▸ DIRECTIONS FOR THIS TASK
Count how many lines in the entries below contain the word "solid", and reply with that number alone.

▸ EXTRACTED INFORMATION
· · ·
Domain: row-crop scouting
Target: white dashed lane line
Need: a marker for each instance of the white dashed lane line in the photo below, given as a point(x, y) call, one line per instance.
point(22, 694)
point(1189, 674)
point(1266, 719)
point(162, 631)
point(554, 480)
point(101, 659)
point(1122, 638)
· · ·
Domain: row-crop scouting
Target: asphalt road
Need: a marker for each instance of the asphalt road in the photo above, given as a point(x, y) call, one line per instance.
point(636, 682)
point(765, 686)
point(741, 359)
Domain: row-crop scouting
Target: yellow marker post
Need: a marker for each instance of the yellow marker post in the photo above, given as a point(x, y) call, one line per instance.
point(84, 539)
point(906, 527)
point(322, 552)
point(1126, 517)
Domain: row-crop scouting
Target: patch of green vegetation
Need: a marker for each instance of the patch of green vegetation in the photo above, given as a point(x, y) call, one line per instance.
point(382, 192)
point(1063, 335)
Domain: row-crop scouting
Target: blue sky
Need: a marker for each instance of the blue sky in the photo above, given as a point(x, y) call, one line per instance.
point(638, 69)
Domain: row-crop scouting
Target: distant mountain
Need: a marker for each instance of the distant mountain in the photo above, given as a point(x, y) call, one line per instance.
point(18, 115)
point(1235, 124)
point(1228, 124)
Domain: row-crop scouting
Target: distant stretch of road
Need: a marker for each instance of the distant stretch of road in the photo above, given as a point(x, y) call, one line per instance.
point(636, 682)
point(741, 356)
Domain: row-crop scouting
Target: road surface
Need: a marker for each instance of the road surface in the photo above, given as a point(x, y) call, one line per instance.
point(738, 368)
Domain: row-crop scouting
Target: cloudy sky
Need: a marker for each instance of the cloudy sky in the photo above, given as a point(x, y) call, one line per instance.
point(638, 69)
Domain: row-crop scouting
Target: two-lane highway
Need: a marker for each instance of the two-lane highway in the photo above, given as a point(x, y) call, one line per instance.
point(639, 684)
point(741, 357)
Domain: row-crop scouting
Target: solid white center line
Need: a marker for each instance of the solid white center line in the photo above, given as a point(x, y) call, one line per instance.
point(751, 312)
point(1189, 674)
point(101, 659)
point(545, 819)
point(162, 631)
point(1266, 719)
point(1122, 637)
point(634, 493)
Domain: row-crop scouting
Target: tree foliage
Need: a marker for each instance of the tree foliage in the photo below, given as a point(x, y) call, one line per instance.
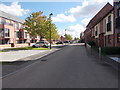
· · ·
▸ SOLVED EXERCISE
2